→ Текст для упражнения
Плещеев слушал лекции по русской словесности П. А. Плетнева — ректора университета с 1840 года, — человека весьма образованного, проницательного, популярного в литературных кругах, но этот «мирный эстетик» одобрял далеко не всякую самобытность суждений своих питомцев.
Впрочем, к Плетневу студенты и особенно студенты-филологи относились с большим уважением, хорошо зная, что он был на «ты» и дружен с самим Пушкиным, что его даровитое критическое перо сыграло значительную роль в литературе 30-х годов, а редактируемый им ныне пушкинский «Современник» является одним из авторитетных литературных журналов[9].
Курс всеобщей истории вел И. П. Шульгин, политической экономии — В. С. Порошин — восторженный поклонник Фурье, философии — А. Е. Фишер; Н. Г. Устрялов читал лекции по русской истории. Это были люди, добросовестные в профессиональном отношении к делу, но, за исключением Порошина, все предпочитали держаться официальной программы. И первоначальное благоговейное отношение Плещеева к университету резко пошло на убыль — настолько ординарными, бесцветными были многие лекции, которые доводилось ему слушать.
Аналогичную метаморфозу «восторг — разочарование» испытали и другие студенты университета, с которыми сошелся Алексей Плещеев в первый год своего студенчества: Андрей и Николай Бекетовы, Владимир Милютин, Дмитрий Ахшарумов, Николай Мордвинов. Но, в отличие от Плещеева, они не воспринимали это так болезненно, ибо раньше мечтателя Плещеева уяснили себе причину университетской казенщины. Алексей же сначала тяжело переживал неудовлетворенность от посещения лекций, так как жадно стремился наверстать упущенное за время юнкерской муштры. Кроме того, он склонен был считать, что «под знаменем науки» возможен союз единомышленников особого рода — союз бескорыстных подвижников, который он надеялся найти в университетских стенах. Его мечтательная поэтическая натура жаждала увидеть в этих стенах подлинное братство единомышленников, и в отсутствии такого крепкого единения он был склонен винить (и не без основания) прежде всего тех же профессоров-догматиков, профессоров-схоластов, убивающих своими скучными лекциями живую душу любой науки.
Алексей начинает заметно охладевать к обязательному курсу наук, изучаемых в университете, явно замечая, что он, в сущности, перерос тот уровень овладения знаниями, что получают в университетских аудиториях. Постоянное же посещение литературных кружков, участие в вечерах Краевского и все более растущее желание поделиться своими мыслями, раздумьями о жизни посредством своего слова способствуют появлению его первых, исподволь зревших стихотворных опытов, ибо прежде всего с поэтическим словом связывал он свою способность донести до людей неповторимость видения мира, свое понимание правды жизни. Ощущал он теперь и готовность произнести такое слово во всеуслышание.

→ Выдержки из данных
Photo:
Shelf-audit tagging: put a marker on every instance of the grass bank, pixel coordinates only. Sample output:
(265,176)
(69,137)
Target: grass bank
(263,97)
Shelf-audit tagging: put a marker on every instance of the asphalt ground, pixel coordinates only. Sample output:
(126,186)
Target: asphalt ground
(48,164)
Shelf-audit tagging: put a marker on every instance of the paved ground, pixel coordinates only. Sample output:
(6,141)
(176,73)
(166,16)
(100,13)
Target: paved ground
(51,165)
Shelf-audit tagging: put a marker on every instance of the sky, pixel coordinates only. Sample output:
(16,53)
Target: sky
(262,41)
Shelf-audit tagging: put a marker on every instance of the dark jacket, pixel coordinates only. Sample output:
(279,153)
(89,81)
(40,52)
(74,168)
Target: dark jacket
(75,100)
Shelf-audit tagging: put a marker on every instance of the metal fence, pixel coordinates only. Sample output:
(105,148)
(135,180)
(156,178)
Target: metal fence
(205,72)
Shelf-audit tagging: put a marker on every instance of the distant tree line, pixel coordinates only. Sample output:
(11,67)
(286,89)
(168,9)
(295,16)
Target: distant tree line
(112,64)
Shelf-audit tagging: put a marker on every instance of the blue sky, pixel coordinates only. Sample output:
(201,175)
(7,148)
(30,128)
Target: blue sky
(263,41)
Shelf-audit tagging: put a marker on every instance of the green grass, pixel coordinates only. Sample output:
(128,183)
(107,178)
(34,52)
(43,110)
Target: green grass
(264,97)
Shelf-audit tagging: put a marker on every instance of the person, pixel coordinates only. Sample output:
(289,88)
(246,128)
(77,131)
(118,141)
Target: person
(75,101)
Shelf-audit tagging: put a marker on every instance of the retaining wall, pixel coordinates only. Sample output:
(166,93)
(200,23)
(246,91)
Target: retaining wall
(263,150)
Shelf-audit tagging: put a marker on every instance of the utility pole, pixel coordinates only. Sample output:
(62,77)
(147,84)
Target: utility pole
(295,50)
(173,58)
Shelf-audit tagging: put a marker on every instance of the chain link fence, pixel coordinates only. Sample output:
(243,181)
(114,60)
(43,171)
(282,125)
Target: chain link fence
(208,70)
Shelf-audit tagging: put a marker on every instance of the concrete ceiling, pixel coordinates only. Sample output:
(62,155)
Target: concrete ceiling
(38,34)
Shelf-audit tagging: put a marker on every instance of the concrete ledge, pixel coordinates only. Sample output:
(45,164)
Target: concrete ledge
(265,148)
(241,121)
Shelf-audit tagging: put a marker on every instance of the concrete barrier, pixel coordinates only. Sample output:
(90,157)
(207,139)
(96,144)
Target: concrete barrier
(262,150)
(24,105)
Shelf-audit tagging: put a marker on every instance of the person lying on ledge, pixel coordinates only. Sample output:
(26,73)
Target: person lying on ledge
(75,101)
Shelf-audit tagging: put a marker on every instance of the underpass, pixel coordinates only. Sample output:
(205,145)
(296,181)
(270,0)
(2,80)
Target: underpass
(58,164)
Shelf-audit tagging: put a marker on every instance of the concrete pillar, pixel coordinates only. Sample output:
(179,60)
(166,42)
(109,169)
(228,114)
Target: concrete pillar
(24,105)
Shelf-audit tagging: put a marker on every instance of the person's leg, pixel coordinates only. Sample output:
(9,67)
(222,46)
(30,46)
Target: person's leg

→ Задание
Продолжите текст о Плещееве, начав сразу после его последнего предложения. Записи никак не связаны с текстом о Плещееве.

→ Готовый ответ
И вот первые серьезные попытки поэтического выражения чувств и идей, но Алексей еще никому их пока не показывает, опасаясь иронических насмешек товарищей, и до поры до времени «оберегает» свое юношеское честолюбие даже от самых близких друзей.
Пробует Алексей, как и в давнишнюю пору княгининского уединения, переводить Гёте, Гейне, немецких романтиков, находя в их стихах мотивы, созвучные своему душевному состоянию, но больше все-таки отдается сочинению оригинальных стихов. Они, правда, получались отвлеченно-романтическими, очень похожими на те, что в изобилии появлялись на страницах журналов. Это и тешило, с одной стороны, и в то же время очень тревожило, когда «тайно» сравнивал свои робкие опыты со стихами истинных, признанных поэтов — сравнение такое хотя и опечаливало зачастую, но звало к поискам. Не случайно, читая статью Белинского «Русская литература в 1843 году», Плещеев с особой пристрастностью отнесся к словам критика: «После Пушкина и Лермонтова трудно быть не только замечательным, но и каким-нибудь поэтом!»
Да, трудно сказать сильное, самобытное слово после Пушкина и Лермонтова, но все же, наверное, можно. И не перевелись еще на Руси яркие поэтические таланты. Вот Николай Языков! Стихи этого поэта давно полюбились Алексею, он восхищался «Пловцом», часто его перечитывая:
«…Смело, братья! Туча грянет,
Закипит громада вод,
Выше вал сердитый встанет,
Глубже бездна упадет!
Там, за далью непогоды,
Есть блаженная страна:
Не темнеют неба своды,
Не проходит тишина.
Но туда выносят волны
Только сильного душой!..
Смело, братья, бурей полный,
Прям и крепок парус мой».
О, как хотелось и Алексею сказать такие же сильные слова, сказать именно стихами! Но пока из-под пера выходили вялые строчки, фиксирующие неопределенно-маетное состояние души («Грустно мне! Тоска на сердце безотчетная лежит! Вот луну сокрыли тучи — огоньков уж не видать… Стихли песни… Скоро ль, сердце, перестанешь ты страдать!»). Впрочем, было у Алексея ранее написанное стихотворение, которое он назвал «Дездемоне» и дорожил им — кажется, в нем ему все-таки удалось искренне передать неподдельность переживаний.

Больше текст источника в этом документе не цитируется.